> _ОТРЫВОК ДЛЯ ЧТЕНИЯ_:
Как имения дворян Голынских были разграблены графами Николаем и Петром Гудовичами
Кто такой Иван (Ян) Голынский?
Ян (иван) Голынский (Jan Holynski) родился в 1746 г. Маршалок шляхты (предводитель дворянства) Климовичского повета Мстиславльского воеводства в 1772-1775 гг.
В
1778 г. при
образовании
Могилевской
губернии
Мстиславль,
Климовичи и
Могилев посетил
Гавриил
Добрынин,
оставивший
воспоминания о
встрече с
Голынским:
[В 1778 г. ] во
Мстиславле
угощаемы были мы
и вся, какая
была из дворян
публика,
знатнейшим
тамошним
помещиком,
войским Иваном
Голынским. Он с
братом имел
тогда около 4000
душ…А губернатор
или
генерал-губернатор,
– приметно было
из его слов –
должны зависеть
от его
повелений… В
городе
Климовичах
угощены были тем
же Голынским и
тем же порядком,
понеже он был и
климовецкий
помещик
[Истинное
повествование
или Жизнь
Гавриилы
Добрынина им
самим писанная в
Могилеве и в
Витебске.
1752-1823. //
Русская старина.
– Август 1871 г.
– СПб., 1871. –
С. 105].
В 1781 г.
Голынский
упоминается как
надворный
советник, а в
1787 г. – как
статский
советник,
предводитель
дворянства
Могилевского
наместничества в
1781-1789 гг.
Кавалер
польского ордена
Святого
Станислава в
1789 г.
В январе 1787 г.
при проезде
императрицы
Екатерины II
через
Могилевское
наместничество
Голынский
встретил ее на
границе со
Смоленским
наместничеством,
преподнес
поздравления от
лица дворянства
губернии и
сопровождал по
территории
губернии до
границы с
Черниговским
наместничеством.

> _ПРЕДОСТАВЛЕННЫЙ МАТЕРИАЛ_:
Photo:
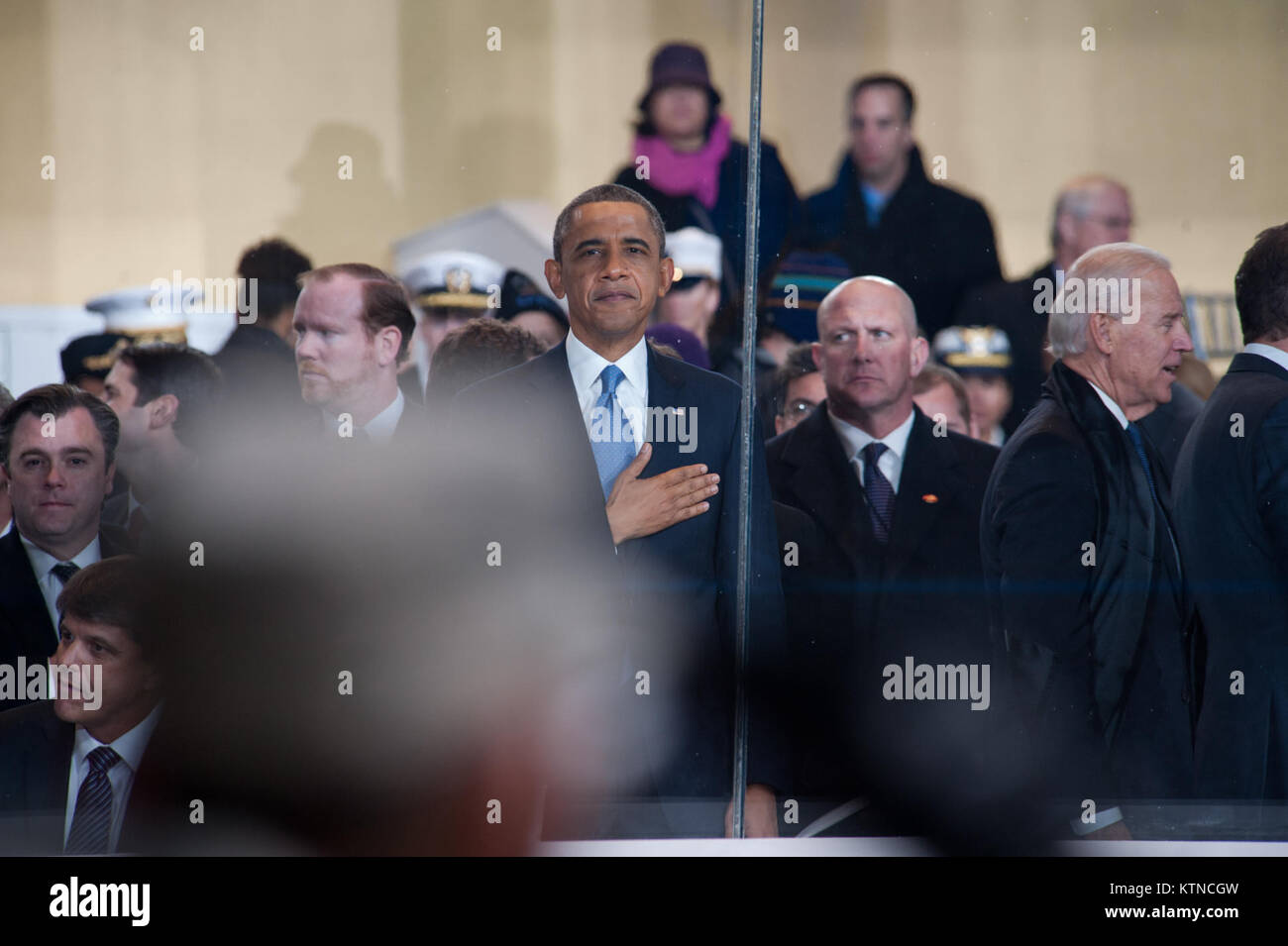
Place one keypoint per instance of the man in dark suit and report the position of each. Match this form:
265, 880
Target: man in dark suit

> _ЧТО НУЖНО СДЕЛАТЬ_: Воспроизведите дословно тот фрагмент отрывка об Иване Голынском, который открывается словами, содержащими «Как имения дворян», и завершается словами «в 1772-1775 гг.».

> _ПОЛНЫЙ ОТВЕТ_:
Как имения дворян Голынских были разграблены графами Николаем и Петром Гудовичами
Кто такой Иван (Ян) Голынский?
Ян (иван) Голынский (Jan Holynski) родился в 1746 г. Маршалок шляхты (предводитель дворянства) Климовичского повета Мстиславльского воеводства в 1772-1775 гг.